** START **
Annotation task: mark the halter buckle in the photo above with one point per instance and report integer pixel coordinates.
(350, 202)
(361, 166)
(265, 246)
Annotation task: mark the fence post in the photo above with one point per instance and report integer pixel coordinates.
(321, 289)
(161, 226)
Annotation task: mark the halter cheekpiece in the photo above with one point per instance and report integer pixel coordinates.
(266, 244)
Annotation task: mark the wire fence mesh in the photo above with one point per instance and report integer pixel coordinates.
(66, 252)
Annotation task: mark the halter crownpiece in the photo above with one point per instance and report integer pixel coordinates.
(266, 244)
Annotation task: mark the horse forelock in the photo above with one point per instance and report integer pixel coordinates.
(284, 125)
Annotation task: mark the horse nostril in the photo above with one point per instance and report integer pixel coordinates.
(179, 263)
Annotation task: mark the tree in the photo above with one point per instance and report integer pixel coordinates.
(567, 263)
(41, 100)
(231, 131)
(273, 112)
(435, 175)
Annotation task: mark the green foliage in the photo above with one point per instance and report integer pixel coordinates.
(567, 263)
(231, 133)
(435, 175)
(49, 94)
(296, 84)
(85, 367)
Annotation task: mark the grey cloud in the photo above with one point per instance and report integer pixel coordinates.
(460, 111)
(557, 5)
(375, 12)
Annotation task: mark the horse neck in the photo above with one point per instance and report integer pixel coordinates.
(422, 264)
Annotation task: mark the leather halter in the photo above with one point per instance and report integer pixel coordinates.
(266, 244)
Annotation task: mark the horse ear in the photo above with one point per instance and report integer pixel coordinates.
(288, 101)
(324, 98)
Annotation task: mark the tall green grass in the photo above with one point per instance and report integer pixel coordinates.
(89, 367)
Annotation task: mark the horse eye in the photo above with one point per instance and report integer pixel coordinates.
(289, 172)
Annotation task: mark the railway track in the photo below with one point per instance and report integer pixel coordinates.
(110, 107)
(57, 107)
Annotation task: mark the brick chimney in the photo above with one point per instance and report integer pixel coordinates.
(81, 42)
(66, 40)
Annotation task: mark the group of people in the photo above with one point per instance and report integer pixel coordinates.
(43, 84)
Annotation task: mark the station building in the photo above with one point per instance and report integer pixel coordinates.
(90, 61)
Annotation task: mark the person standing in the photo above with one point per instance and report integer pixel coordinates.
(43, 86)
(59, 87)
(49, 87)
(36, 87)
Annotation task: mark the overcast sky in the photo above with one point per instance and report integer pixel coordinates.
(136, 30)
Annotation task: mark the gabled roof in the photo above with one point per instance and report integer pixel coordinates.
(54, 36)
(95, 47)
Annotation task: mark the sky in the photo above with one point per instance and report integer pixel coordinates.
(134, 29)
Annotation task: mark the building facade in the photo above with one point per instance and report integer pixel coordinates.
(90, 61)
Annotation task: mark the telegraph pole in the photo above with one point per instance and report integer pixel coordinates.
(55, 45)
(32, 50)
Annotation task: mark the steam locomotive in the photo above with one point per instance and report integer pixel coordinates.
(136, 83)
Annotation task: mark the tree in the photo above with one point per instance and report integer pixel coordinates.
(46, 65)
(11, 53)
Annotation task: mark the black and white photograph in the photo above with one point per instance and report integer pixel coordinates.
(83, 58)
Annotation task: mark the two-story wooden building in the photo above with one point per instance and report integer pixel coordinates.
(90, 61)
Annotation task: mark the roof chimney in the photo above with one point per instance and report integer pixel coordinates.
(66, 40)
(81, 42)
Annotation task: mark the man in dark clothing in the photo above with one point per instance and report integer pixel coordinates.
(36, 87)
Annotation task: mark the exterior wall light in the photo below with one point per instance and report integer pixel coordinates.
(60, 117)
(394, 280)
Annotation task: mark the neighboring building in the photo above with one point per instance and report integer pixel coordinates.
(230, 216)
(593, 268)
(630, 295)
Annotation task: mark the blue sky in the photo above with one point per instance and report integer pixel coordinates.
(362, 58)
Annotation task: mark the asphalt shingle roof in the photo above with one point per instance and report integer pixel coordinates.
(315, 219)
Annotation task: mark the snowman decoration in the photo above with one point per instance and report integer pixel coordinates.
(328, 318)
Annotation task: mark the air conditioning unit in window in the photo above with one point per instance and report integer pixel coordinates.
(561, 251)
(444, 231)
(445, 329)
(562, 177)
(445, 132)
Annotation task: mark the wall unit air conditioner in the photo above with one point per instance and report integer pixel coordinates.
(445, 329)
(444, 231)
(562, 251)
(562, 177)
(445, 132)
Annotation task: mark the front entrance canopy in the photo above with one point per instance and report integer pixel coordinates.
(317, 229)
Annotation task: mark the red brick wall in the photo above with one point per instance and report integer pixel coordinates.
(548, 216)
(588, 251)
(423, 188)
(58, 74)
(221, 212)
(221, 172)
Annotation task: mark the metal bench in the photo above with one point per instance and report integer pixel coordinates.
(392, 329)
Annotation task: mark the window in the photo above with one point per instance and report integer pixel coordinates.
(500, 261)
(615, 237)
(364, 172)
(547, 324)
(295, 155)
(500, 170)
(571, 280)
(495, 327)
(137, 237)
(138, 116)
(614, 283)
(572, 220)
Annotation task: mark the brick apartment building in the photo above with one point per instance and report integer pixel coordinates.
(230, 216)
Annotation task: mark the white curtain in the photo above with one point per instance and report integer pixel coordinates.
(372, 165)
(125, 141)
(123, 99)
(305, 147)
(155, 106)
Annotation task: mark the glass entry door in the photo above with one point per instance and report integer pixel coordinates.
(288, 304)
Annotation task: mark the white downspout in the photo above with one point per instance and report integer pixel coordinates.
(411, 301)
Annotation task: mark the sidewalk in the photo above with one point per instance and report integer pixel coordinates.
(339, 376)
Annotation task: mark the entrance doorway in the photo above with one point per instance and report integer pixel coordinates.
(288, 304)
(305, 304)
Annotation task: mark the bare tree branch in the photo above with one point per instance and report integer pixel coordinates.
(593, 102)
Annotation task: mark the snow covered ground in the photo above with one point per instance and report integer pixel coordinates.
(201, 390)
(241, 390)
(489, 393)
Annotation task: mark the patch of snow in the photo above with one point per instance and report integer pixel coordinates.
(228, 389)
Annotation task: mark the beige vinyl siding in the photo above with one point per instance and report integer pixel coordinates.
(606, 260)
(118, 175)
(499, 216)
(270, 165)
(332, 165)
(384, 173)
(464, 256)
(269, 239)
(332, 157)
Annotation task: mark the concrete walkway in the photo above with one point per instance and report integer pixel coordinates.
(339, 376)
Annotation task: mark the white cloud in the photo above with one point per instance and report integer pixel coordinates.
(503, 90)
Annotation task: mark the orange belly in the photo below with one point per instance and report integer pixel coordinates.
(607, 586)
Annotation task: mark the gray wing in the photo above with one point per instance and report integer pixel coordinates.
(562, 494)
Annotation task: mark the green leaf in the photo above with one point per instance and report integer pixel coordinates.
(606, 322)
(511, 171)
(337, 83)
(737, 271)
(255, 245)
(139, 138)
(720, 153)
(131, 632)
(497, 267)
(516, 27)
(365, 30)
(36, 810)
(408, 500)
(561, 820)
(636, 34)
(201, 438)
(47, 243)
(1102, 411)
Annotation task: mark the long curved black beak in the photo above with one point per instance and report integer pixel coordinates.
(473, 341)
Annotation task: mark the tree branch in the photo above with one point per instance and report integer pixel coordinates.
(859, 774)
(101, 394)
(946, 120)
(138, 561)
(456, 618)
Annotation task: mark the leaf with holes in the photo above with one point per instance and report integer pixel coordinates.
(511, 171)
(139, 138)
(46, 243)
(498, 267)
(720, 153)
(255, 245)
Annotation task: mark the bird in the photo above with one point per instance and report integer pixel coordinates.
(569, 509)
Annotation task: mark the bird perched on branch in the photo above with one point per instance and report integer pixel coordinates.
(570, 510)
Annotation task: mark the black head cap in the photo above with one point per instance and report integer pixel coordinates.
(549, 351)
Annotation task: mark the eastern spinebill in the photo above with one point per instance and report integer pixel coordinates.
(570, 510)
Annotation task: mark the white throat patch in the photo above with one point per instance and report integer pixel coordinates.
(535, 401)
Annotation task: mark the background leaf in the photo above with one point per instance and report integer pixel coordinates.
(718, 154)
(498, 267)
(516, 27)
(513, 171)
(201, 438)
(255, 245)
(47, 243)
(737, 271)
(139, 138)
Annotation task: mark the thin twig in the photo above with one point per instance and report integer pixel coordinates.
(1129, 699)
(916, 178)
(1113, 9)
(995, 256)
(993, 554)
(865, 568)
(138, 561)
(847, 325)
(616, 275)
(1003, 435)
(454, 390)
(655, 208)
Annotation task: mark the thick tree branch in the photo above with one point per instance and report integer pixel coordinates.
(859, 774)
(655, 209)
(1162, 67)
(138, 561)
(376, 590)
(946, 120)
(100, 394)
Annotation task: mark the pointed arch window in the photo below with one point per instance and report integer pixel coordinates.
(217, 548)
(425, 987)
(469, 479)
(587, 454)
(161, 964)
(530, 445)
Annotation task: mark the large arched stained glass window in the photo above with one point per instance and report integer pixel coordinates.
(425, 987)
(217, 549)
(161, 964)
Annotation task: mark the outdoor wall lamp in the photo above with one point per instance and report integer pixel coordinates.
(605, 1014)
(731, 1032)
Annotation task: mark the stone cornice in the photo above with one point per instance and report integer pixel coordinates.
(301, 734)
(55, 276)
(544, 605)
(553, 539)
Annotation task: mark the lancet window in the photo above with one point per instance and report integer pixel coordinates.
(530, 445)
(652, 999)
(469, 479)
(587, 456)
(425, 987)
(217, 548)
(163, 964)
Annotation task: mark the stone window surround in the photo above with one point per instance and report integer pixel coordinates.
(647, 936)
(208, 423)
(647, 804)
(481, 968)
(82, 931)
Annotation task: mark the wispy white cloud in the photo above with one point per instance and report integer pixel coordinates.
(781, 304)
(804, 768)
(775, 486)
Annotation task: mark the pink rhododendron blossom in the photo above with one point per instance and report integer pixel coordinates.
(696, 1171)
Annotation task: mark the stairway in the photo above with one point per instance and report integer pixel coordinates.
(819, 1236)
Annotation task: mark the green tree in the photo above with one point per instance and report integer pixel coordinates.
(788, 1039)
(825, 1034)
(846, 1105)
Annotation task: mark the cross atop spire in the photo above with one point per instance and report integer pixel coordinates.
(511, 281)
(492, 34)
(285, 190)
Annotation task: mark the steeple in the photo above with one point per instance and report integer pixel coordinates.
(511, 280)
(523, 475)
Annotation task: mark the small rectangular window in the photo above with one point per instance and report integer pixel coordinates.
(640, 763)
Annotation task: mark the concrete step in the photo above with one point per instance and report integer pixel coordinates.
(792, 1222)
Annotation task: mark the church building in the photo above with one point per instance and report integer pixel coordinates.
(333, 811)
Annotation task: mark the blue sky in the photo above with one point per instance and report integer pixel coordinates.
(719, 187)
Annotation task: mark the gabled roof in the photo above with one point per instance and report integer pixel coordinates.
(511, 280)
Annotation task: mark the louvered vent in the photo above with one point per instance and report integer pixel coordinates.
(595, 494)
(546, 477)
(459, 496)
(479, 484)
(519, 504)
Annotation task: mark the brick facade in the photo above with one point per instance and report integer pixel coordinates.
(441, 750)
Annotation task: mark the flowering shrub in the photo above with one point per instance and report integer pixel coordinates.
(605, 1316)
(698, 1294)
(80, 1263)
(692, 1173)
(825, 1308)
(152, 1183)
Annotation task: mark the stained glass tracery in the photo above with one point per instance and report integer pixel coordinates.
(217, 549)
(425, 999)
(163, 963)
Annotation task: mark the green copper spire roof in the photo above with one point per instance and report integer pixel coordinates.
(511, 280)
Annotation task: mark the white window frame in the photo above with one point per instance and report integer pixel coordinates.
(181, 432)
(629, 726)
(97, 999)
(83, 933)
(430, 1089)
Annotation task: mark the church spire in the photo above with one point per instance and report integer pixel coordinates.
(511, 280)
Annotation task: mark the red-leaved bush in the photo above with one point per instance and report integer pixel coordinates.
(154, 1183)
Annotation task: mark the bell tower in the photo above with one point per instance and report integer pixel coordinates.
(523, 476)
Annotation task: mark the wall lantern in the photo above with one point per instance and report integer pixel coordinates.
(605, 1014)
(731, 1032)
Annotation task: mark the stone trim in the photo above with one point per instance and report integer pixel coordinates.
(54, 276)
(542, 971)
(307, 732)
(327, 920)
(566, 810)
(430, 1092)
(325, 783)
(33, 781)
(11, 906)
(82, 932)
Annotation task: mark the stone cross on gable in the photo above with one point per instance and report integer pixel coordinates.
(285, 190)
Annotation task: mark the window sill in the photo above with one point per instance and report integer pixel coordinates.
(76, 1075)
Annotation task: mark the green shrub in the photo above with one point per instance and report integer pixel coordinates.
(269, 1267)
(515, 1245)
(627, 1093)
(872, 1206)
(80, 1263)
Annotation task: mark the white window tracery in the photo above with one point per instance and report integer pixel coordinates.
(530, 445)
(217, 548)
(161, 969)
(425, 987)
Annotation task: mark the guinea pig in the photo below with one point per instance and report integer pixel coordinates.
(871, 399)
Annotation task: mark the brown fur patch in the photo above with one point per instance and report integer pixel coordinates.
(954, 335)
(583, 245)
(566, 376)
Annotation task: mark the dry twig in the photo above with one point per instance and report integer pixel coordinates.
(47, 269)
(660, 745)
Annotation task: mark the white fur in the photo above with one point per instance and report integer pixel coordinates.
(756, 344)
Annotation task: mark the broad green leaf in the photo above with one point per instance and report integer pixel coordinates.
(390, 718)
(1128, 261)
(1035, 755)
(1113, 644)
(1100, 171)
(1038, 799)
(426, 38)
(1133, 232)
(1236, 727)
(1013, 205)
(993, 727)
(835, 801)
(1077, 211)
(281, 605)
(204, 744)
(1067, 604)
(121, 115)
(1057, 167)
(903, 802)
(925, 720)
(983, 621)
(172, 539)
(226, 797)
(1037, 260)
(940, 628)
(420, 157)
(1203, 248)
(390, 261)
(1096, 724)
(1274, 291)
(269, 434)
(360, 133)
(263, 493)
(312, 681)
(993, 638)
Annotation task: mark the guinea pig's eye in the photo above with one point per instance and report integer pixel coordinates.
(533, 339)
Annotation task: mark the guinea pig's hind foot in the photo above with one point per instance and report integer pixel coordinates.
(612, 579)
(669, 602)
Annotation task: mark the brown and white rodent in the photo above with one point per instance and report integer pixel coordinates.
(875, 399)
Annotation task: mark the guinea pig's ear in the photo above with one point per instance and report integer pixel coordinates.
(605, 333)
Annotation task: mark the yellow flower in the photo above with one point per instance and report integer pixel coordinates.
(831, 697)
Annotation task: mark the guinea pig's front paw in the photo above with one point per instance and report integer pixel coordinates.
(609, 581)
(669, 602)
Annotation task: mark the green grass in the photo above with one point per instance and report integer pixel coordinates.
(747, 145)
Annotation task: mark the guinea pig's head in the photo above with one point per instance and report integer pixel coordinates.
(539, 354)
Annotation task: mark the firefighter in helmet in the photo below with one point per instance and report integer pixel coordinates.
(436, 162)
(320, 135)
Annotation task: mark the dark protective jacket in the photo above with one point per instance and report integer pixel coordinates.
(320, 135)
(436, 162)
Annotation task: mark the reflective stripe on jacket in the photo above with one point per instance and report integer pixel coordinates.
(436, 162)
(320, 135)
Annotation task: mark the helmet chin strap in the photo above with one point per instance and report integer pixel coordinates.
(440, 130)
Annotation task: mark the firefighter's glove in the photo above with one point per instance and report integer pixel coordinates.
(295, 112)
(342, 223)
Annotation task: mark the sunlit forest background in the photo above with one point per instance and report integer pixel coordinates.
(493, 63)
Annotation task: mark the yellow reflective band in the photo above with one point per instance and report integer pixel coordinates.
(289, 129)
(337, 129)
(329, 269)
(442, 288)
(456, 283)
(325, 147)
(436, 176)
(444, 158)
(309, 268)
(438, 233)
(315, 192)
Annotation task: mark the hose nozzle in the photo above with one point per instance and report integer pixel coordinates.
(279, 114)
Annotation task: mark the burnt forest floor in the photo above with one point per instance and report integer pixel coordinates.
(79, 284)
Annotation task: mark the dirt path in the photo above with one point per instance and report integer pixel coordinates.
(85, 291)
** END **
**What needs to be done**
Starting at the line that contains "Annotation task: mark the helmet", copy each line exactly through the end of the listing above. Include that first line and the last one, and add nothing.

**Task answer**
Annotation task: mark the helmet chin strap in the photo above with one point per instance and report integer pixel coordinates.
(440, 130)
Annotation task: mark the firefighter's glove in the photo above with one point per instance and report integer pixel coordinates.
(295, 112)
(342, 223)
Annotation task: mark the sunlit forest background in the photo above with one point per instance and report integer pixel coordinates.
(493, 63)
Annotation task: mark the yellow reflective band in the photo above with one point per instance and report integer pixel coordinates.
(289, 129)
(337, 129)
(329, 269)
(442, 288)
(456, 283)
(325, 147)
(436, 176)
(444, 158)
(309, 268)
(438, 233)
(315, 192)
Annotation task: mark the hose nozzle in the photo above with one point per instance and report integer pixel coordinates.
(279, 114)
Annotation task: mark the burnt forest floor in the photo above with one point per instance and report integer pixel coordinates.
(79, 284)
Annotation task: mark the dirt path in the photo above with one point per instance and report integer pixel coordinates.
(85, 291)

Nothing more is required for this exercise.